• _Request_
Copy out every line of the entries below word for word, but leave the pictures out.

• _Provided information_
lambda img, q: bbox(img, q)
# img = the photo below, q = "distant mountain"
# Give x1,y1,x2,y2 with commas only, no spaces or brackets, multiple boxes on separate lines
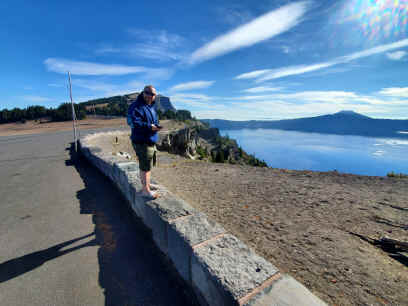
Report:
201,110,408,138
80,92,176,113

• _Response to the task_
lambda img, q: bbox(img, q)
# img = the photo below, q = "distant mountain"
# Give x1,y1,x2,y2 with commas only, no spaces or brackets, multiple boxes on separate lines
Report:
201,110,408,138
80,92,176,113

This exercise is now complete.